Material for this task Block Start

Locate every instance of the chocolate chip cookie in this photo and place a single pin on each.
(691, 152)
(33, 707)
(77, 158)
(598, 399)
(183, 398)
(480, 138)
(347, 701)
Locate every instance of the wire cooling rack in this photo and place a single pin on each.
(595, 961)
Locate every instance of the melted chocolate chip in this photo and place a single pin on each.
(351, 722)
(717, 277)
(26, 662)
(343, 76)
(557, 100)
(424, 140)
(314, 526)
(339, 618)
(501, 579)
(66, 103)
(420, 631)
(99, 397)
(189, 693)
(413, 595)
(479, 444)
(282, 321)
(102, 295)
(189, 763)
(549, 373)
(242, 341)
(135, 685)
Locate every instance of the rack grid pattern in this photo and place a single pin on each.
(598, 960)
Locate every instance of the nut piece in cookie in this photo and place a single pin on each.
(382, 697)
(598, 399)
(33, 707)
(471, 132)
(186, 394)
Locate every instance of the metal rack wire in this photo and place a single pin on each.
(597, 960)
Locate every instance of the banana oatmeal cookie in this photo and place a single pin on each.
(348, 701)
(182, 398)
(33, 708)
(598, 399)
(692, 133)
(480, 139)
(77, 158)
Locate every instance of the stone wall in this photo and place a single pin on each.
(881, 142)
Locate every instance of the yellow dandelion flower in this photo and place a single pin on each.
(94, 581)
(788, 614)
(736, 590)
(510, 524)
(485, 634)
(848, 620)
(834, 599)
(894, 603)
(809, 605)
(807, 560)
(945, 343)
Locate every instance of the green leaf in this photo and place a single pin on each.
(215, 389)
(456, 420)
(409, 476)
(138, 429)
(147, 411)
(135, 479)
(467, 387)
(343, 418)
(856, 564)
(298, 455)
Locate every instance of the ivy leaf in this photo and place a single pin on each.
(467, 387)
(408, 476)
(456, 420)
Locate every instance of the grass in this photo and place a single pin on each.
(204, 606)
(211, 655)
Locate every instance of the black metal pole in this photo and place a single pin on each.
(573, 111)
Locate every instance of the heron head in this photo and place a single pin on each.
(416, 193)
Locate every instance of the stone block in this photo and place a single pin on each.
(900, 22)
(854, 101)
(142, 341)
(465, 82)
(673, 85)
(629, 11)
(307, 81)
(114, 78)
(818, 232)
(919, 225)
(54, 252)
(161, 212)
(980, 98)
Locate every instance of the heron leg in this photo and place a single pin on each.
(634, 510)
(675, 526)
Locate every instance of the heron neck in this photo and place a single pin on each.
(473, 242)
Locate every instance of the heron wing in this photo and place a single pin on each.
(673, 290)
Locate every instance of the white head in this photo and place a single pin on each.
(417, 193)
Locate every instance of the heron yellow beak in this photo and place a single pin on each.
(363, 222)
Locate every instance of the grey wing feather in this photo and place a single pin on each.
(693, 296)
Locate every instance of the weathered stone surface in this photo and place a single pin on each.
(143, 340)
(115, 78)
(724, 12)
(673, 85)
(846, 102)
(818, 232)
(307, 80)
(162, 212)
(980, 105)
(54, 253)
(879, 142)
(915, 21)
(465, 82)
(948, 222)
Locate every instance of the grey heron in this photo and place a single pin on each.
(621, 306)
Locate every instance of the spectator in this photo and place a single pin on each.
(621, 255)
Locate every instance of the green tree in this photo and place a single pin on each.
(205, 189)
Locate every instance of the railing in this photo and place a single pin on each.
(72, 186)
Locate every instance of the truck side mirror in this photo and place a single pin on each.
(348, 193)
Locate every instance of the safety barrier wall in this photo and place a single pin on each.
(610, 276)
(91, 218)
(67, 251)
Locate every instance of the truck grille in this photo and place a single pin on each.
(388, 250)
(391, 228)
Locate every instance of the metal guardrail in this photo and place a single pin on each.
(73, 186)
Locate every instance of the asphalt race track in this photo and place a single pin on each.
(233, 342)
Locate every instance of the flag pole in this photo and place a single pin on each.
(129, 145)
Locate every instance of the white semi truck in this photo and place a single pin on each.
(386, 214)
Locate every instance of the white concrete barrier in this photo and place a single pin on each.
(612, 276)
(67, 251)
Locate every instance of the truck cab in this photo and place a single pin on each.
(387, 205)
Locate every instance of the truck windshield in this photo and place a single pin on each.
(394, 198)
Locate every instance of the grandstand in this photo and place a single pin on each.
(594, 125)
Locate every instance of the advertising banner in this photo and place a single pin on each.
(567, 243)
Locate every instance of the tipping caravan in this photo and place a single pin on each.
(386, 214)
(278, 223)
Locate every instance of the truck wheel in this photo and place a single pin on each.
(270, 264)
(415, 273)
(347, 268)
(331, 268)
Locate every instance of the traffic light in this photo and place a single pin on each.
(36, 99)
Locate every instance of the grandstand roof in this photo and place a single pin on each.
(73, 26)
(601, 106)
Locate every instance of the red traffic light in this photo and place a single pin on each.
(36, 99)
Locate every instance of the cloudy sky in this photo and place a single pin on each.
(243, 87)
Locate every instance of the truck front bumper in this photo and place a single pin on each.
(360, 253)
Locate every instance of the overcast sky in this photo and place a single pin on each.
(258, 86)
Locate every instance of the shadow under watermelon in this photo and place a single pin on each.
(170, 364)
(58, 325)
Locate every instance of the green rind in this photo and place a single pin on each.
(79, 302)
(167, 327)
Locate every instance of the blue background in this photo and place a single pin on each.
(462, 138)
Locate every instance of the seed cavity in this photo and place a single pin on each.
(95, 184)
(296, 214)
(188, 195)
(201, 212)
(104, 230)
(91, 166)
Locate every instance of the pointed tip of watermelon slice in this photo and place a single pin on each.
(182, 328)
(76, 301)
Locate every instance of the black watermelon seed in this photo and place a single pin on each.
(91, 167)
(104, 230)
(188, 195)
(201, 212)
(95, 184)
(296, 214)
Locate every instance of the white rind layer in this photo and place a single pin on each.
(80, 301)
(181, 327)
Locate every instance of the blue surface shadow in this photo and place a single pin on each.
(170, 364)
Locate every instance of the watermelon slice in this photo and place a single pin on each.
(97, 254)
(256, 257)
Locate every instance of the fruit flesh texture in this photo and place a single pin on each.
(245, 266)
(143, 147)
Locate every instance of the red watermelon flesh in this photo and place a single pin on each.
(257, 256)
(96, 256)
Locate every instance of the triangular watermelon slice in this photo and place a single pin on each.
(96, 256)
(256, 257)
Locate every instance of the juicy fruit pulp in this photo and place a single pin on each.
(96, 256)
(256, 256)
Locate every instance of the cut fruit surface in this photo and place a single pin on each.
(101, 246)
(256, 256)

Material for this task Block End

> [Work item] Retype the listing in full, keeping every word as it appears.

> [Answer to this task]
Locate every instance of the chocolate chip cookie in this photo and place a single pin on each.
(691, 152)
(33, 707)
(77, 158)
(598, 399)
(183, 398)
(480, 138)
(347, 701)
Locate every instance of the wire cooling rack in this photo and place a single pin on each.
(595, 961)
Locate every instance of the melted chocolate chip in this photo and place a single pin on each.
(351, 722)
(717, 277)
(26, 662)
(343, 76)
(557, 100)
(424, 140)
(314, 526)
(339, 618)
(501, 579)
(66, 103)
(420, 631)
(99, 397)
(189, 693)
(413, 595)
(479, 444)
(282, 321)
(102, 295)
(189, 763)
(549, 373)
(242, 341)
(135, 685)
Locate every instance of the rack grid pattern in this photo and place a single pin on each.
(598, 960)
Locate every instance of the nut piece in cookie in this photo and place a single pin on each.
(382, 697)
(598, 399)
(33, 707)
(471, 132)
(186, 394)
Locate every instance of the metal rack wire in this photo and place a single pin on each.
(597, 960)
Locate every instance of the banana oatmeal cookie in this photo and place a single pin on each.
(348, 701)
(182, 398)
(33, 708)
(598, 399)
(692, 133)
(480, 139)
(77, 158)
Locate every instance of the stone wall in this photo and place a single pin on each.
(881, 142)
Locate every instance of the yellow dandelion flower in this photo and place a single pin on each.
(94, 581)
(788, 614)
(736, 590)
(510, 524)
(485, 634)
(848, 620)
(834, 599)
(894, 603)
(809, 605)
(807, 560)
(945, 343)
Locate every instance of the green leaf in this photo and place a single pin on each.
(215, 389)
(456, 420)
(409, 476)
(138, 429)
(147, 411)
(135, 479)
(467, 387)
(343, 418)
(856, 564)
(298, 455)
Locate every instance of the ivy leaf in this photo and place a single pin on each.
(467, 387)
(408, 476)
(456, 420)
Locate every instance of the grass in this photo and place a single pin on each.
(204, 606)
(211, 655)
Locate every instance of the black metal pole in this photo and place a single pin on each.
(573, 111)
Locate every instance of the heron head in this photo and place a single pin on each.
(416, 193)
Locate every instance of the stone block in this photo and place a single pin on each.
(900, 22)
(854, 101)
(142, 341)
(465, 82)
(673, 85)
(629, 11)
(307, 81)
(114, 78)
(818, 232)
(919, 225)
(54, 252)
(161, 212)
(980, 98)
Locate every instance of the heron leg in this photo and place a single pin on each.
(634, 510)
(675, 526)
Locate every instance of the heron neck in this photo and place a single pin on each.
(473, 242)
Locate every instance of the heron wing in this photo and place a single pin on each.
(673, 290)
Locate every instance of the white head in this photo and place a single pin on each.
(417, 193)
Locate every instance of the heron yellow beak in this photo and place a single pin on each.
(363, 222)
Locate every instance of the grey wing feather in this photo and place a single pin on each.
(693, 296)
Locate every instance of the weathered stone surface in this photo and place a single pin on each.
(143, 340)
(115, 78)
(724, 12)
(673, 85)
(846, 102)
(818, 232)
(307, 80)
(162, 212)
(980, 105)
(54, 253)
(879, 142)
(915, 21)
(465, 82)
(948, 222)
Locate every instance of the grey heron in this photo and place a single pin on each.
(621, 306)
Locate every instance of the spectator in this photo and place a single pin on each.
(621, 255)
Locate every instance of the green tree in this photo and place a single pin on each.
(205, 189)
Locate every instance of the railing in this photo and place a single pin on each.
(72, 186)
Locate every instance of the truck side mirror in this photo and place a single pin on each.
(348, 193)
Locate every instance of the safety barrier wall in this photo and place a single pin on each.
(610, 276)
(91, 218)
(67, 251)
Locate every instance of the truck grille in this photo and place a single pin on each.
(388, 250)
(391, 228)
Locate every instance of the metal guardrail in this photo and place a single pin on each.
(73, 186)
Locate every instance of the asphalt race track in this photo and place a single pin on each.
(233, 342)
Locate every instance of the flag pole in this photo and place a single pin on each.
(129, 145)
Locate every instance of the white semi truck in this photo and place a single pin on each.
(386, 214)
Locate every instance of the white concrete barrier in this photo and place a single pin on each.
(612, 276)
(67, 251)
Locate every instance of the truck cab in this photo and place a single pin on each.
(387, 205)
Locate every instance of the truck windshield in this photo and place a single pin on each.
(394, 198)
Locate every instance of the grandstand in this photo and place a single pin on each.
(594, 125)
Locate every instance of the advertising banner in this photo and place a single pin on each.
(567, 243)
Locate every instance of the tipping caravan in this photo and place a single pin on each.
(386, 214)
(278, 223)
Locate every instance of the truck wheel in this photo and place a single pin on each.
(270, 264)
(415, 273)
(347, 268)
(331, 268)
Locate every instance of the traffic light in this photo and place a single pin on each.
(36, 99)
Locate every instance of the grandstand roof in this photo and place a single pin on each.
(73, 26)
(601, 106)
Locate every instance of the red traffic light in this photo and place a single pin on each.
(36, 99)
Locate every instance of the cloudy sky in this photo and place a single pin on each.
(243, 87)
Locate every instance of the truck front bumper in this photo and place a single pin on each.
(360, 253)
Locate every instance of the overcast sky in this photo and place a single pin on each.
(258, 86)
Locate every instance of the shadow under watermelon in this photo and place a single pin on each.
(170, 364)
(58, 325)
Locate every instance of the green rind in this photo and place a single pin on each.
(79, 302)
(167, 327)
Locate every instance of the blue background in this photo and place a single pin on each.
(462, 138)
Locate every instance of the seed cavity in this photo and place a single pin on each.
(95, 184)
(296, 214)
(188, 195)
(201, 212)
(104, 230)
(91, 166)
Locate every instance of the pointed tip of watermelon slice in this photo and place a single pin on each.
(182, 328)
(76, 301)
Locate every instance of the black watermelon seed in this photo and place a single pin on each.
(91, 167)
(104, 230)
(188, 195)
(201, 212)
(95, 184)
(296, 214)
Locate every instance of the white rind layer in this photo and place a single pin on each.
(80, 301)
(181, 327)
Locate every instance of the blue surface shadow in this photo and place a single pin on each.
(170, 364)
Locate every instance of the watermelon slice in this photo and place a single pin on each.
(97, 254)
(256, 257)
Locate every instance of the fruit flesh texture in this photo and place a single pin on each.
(245, 266)
(143, 147)
Locate every instance of the red watermelon flesh in this photo and place a single pin on each.
(257, 256)
(96, 256)
Locate every instance of the triangular watermelon slice in this photo and place a single pin on each.
(96, 256)
(256, 257)
Locate every instance of the juicy fruit pulp in this photo and place a single pin on each.
(96, 256)
(256, 256)
Locate every instance of the cut fruit surface in this photo and place a single pin on each.
(101, 246)
(256, 256)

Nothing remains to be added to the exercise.